Reproduce the records below word for word, leaving out the pictures.

▶ _The records_
• • • • • • •

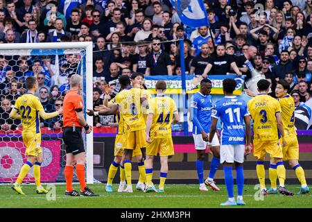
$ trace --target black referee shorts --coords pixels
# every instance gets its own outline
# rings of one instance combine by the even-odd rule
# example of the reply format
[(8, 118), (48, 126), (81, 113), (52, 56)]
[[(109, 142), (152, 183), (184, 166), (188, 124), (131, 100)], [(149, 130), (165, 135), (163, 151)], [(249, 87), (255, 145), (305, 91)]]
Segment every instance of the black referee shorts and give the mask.
[(66, 153), (76, 155), (85, 152), (83, 145), (82, 128), (76, 127), (73, 132), (71, 126), (66, 126), (63, 130), (63, 141), (65, 145)]

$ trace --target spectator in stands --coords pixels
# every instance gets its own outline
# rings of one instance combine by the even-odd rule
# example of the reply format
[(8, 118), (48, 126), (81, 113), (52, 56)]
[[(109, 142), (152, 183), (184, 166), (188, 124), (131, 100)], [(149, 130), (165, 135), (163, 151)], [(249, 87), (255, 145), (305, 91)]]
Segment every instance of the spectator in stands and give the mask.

• • • • • • •

▶ _Finished task_
$ trace --target black referee shorts --coords pixels
# every instance gets its own outline
# rings of one instance combine by the even-odd rule
# example of the reply format
[(8, 118), (48, 126), (81, 113), (52, 56)]
[[(109, 142), (152, 183), (184, 166), (188, 124), (131, 100)], [(149, 130), (165, 135), (163, 151)], [(249, 87), (255, 145), (305, 91)]]
Segment every instance of the black referee shorts and give the mask.
[(66, 153), (76, 155), (85, 152), (83, 145), (82, 128), (76, 127), (73, 132), (71, 126), (66, 126), (63, 130), (63, 141), (65, 145)]

$ trace --target spectator in stands --coords pixels
# every instance gets its own outline
# rings of one instance combine by the even-odd rule
# example of the reply format
[(8, 118), (48, 126), (81, 113), (52, 56)]
[[(109, 142), (152, 183), (184, 166), (188, 124), (131, 100)], [(149, 130), (165, 135), (163, 151)], [(249, 87), (255, 145), (305, 91)]]
Segment every instance of the spectator in stands and give the mask.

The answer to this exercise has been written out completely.